— Exercise objective —
Could you update the items below by replacing every "labeling" with "annotation" and give them back with everything else left as it is?
──────
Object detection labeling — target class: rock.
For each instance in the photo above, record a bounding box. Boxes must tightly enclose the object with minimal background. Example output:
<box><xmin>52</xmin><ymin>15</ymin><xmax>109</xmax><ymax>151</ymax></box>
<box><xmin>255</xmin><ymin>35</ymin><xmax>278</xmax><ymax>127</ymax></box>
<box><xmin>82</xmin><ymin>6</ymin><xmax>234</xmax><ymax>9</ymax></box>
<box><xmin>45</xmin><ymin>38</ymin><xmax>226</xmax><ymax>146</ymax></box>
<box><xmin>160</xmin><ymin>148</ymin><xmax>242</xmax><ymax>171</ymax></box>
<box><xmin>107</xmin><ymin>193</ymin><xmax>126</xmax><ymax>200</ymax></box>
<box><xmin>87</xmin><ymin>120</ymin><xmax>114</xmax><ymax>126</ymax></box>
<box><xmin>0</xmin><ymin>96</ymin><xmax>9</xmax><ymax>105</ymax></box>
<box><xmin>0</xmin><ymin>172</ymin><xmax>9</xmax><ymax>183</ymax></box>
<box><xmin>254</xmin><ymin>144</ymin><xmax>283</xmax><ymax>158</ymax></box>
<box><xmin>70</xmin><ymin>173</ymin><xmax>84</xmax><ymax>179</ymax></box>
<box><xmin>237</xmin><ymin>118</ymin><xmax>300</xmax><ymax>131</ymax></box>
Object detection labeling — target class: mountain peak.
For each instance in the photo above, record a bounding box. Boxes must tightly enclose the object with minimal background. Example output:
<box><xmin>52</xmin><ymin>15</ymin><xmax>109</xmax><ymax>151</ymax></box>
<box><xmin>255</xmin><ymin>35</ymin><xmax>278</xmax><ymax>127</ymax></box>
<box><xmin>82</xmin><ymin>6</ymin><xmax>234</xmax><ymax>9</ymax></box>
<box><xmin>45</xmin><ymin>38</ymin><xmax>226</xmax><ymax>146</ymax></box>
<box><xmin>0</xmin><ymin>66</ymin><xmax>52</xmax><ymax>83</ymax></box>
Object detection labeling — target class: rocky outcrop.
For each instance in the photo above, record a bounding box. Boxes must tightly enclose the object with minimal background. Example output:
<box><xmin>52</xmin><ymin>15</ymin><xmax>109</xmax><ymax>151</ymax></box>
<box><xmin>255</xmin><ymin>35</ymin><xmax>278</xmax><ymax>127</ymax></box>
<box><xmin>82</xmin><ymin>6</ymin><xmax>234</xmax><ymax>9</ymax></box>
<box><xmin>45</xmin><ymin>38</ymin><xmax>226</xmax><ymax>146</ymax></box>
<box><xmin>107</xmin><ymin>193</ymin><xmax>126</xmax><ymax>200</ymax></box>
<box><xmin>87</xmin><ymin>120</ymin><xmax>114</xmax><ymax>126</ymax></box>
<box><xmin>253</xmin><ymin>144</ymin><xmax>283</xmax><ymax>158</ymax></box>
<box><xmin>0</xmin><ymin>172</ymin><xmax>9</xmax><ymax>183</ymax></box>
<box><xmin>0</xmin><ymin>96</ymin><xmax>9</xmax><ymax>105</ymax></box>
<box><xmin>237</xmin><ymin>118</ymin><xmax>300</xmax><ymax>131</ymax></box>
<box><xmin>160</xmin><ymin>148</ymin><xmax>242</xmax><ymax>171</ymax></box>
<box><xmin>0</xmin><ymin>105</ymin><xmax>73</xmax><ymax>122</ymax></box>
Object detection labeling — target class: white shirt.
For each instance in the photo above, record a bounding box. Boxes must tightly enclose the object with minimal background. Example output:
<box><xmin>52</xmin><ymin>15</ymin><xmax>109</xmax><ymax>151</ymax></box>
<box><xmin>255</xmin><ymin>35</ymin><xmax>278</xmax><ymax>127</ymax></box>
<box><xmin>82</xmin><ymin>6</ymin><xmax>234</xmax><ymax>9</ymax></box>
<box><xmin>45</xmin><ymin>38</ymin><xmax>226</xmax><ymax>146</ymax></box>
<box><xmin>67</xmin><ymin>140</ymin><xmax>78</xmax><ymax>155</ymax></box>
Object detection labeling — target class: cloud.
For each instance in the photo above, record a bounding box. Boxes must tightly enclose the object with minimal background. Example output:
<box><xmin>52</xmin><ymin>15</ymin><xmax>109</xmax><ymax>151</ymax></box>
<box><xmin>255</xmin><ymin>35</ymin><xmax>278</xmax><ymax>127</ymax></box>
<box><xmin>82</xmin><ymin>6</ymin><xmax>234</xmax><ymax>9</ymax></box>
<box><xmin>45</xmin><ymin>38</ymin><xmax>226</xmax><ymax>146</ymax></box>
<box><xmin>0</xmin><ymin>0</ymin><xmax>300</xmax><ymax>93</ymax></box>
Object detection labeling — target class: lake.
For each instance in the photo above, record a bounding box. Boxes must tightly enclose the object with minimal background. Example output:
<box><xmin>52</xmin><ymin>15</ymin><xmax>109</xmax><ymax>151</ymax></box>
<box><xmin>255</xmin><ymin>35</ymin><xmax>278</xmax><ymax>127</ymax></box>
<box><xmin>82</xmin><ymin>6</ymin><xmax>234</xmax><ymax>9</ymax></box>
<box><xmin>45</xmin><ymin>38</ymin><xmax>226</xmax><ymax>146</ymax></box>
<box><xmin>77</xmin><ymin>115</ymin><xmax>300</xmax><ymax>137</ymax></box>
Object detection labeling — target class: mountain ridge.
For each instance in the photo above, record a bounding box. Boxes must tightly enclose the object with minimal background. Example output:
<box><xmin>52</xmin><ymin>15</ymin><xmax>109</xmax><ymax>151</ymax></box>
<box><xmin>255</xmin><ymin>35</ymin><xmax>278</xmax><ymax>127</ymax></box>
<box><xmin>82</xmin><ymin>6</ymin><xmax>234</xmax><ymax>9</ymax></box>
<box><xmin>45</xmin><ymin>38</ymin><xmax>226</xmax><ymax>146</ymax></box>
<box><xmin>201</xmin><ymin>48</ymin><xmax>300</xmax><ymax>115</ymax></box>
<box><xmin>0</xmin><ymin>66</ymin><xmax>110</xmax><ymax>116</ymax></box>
──────
— Written answer —
Object detection annotation — target class: rock.
For each instance in the photo above, record a bounding box. Boxes must tightly enclose the object with minimal background. Example output:
<box><xmin>52</xmin><ymin>15</ymin><xmax>109</xmax><ymax>151</ymax></box>
<box><xmin>255</xmin><ymin>35</ymin><xmax>278</xmax><ymax>127</ymax></box>
<box><xmin>82</xmin><ymin>6</ymin><xmax>234</xmax><ymax>9</ymax></box>
<box><xmin>45</xmin><ymin>38</ymin><xmax>226</xmax><ymax>146</ymax></box>
<box><xmin>160</xmin><ymin>148</ymin><xmax>242</xmax><ymax>171</ymax></box>
<box><xmin>107</xmin><ymin>193</ymin><xmax>126</xmax><ymax>200</ymax></box>
<box><xmin>87</xmin><ymin>120</ymin><xmax>114</xmax><ymax>126</ymax></box>
<box><xmin>0</xmin><ymin>96</ymin><xmax>9</xmax><ymax>105</ymax></box>
<box><xmin>0</xmin><ymin>172</ymin><xmax>9</xmax><ymax>183</ymax></box>
<box><xmin>254</xmin><ymin>144</ymin><xmax>283</xmax><ymax>158</ymax></box>
<box><xmin>70</xmin><ymin>173</ymin><xmax>84</xmax><ymax>179</ymax></box>
<box><xmin>237</xmin><ymin>118</ymin><xmax>300</xmax><ymax>131</ymax></box>
Object detection annotation — target class: mountain peak.
For each instance in the photo above, record a bounding box. Boxes must tightly enclose the object with minimal background. Example output:
<box><xmin>52</xmin><ymin>15</ymin><xmax>109</xmax><ymax>151</ymax></box>
<box><xmin>255</xmin><ymin>35</ymin><xmax>278</xmax><ymax>127</ymax></box>
<box><xmin>82</xmin><ymin>6</ymin><xmax>234</xmax><ymax>9</ymax></box>
<box><xmin>45</xmin><ymin>38</ymin><xmax>226</xmax><ymax>146</ymax></box>
<box><xmin>0</xmin><ymin>66</ymin><xmax>52</xmax><ymax>83</ymax></box>
Object detection annotation — target class: rocky outcrop.
For each instance in the photo above, record a bounding box. Boxes must tightly enclose the object with minimal background. Example output:
<box><xmin>52</xmin><ymin>15</ymin><xmax>109</xmax><ymax>151</ymax></box>
<box><xmin>255</xmin><ymin>35</ymin><xmax>278</xmax><ymax>127</ymax></box>
<box><xmin>82</xmin><ymin>6</ymin><xmax>234</xmax><ymax>9</ymax></box>
<box><xmin>45</xmin><ymin>38</ymin><xmax>226</xmax><ymax>146</ymax></box>
<box><xmin>107</xmin><ymin>193</ymin><xmax>126</xmax><ymax>200</ymax></box>
<box><xmin>87</xmin><ymin>120</ymin><xmax>114</xmax><ymax>126</ymax></box>
<box><xmin>253</xmin><ymin>144</ymin><xmax>283</xmax><ymax>158</ymax></box>
<box><xmin>0</xmin><ymin>172</ymin><xmax>9</xmax><ymax>183</ymax></box>
<box><xmin>0</xmin><ymin>96</ymin><xmax>9</xmax><ymax>105</ymax></box>
<box><xmin>237</xmin><ymin>118</ymin><xmax>300</xmax><ymax>131</ymax></box>
<box><xmin>160</xmin><ymin>148</ymin><xmax>242</xmax><ymax>171</ymax></box>
<box><xmin>0</xmin><ymin>105</ymin><xmax>73</xmax><ymax>122</ymax></box>
Object detection annotation — target class: white shirt.
For each instance in the photo above, record a bounding box. Boxes must tightly enclose the object with minimal background. Example output:
<box><xmin>52</xmin><ymin>15</ymin><xmax>109</xmax><ymax>151</ymax></box>
<box><xmin>255</xmin><ymin>35</ymin><xmax>278</xmax><ymax>127</ymax></box>
<box><xmin>82</xmin><ymin>6</ymin><xmax>234</xmax><ymax>9</ymax></box>
<box><xmin>45</xmin><ymin>38</ymin><xmax>226</xmax><ymax>146</ymax></box>
<box><xmin>67</xmin><ymin>140</ymin><xmax>78</xmax><ymax>155</ymax></box>
Object detection annotation — target class: cloud.
For each instance in the photo above, record a bounding box. Boxes must tightly enclose the object with minimal background. Example output:
<box><xmin>52</xmin><ymin>15</ymin><xmax>109</xmax><ymax>151</ymax></box>
<box><xmin>255</xmin><ymin>35</ymin><xmax>278</xmax><ymax>127</ymax></box>
<box><xmin>82</xmin><ymin>6</ymin><xmax>234</xmax><ymax>9</ymax></box>
<box><xmin>45</xmin><ymin>38</ymin><xmax>226</xmax><ymax>146</ymax></box>
<box><xmin>0</xmin><ymin>0</ymin><xmax>300</xmax><ymax>93</ymax></box>
Object detection annotation — target class: lake.
For each instance in the photo above, record a bounding box. Boxes must tightly enclose the object with minimal background. Example output:
<box><xmin>52</xmin><ymin>15</ymin><xmax>109</xmax><ymax>151</ymax></box>
<box><xmin>255</xmin><ymin>35</ymin><xmax>278</xmax><ymax>127</ymax></box>
<box><xmin>82</xmin><ymin>6</ymin><xmax>234</xmax><ymax>9</ymax></box>
<box><xmin>45</xmin><ymin>38</ymin><xmax>226</xmax><ymax>146</ymax></box>
<box><xmin>77</xmin><ymin>115</ymin><xmax>300</xmax><ymax>137</ymax></box>
Object detection annotation — target class: mountain ridge.
For each instance in the photo above, record a bounding box. Boxes must tightly enclose the object with minimal background. Example output:
<box><xmin>52</xmin><ymin>15</ymin><xmax>109</xmax><ymax>151</ymax></box>
<box><xmin>255</xmin><ymin>35</ymin><xmax>278</xmax><ymax>127</ymax></box>
<box><xmin>82</xmin><ymin>6</ymin><xmax>234</xmax><ymax>9</ymax></box>
<box><xmin>45</xmin><ymin>38</ymin><xmax>226</xmax><ymax>146</ymax></box>
<box><xmin>201</xmin><ymin>48</ymin><xmax>300</xmax><ymax>115</ymax></box>
<box><xmin>0</xmin><ymin>66</ymin><xmax>110</xmax><ymax>116</ymax></box>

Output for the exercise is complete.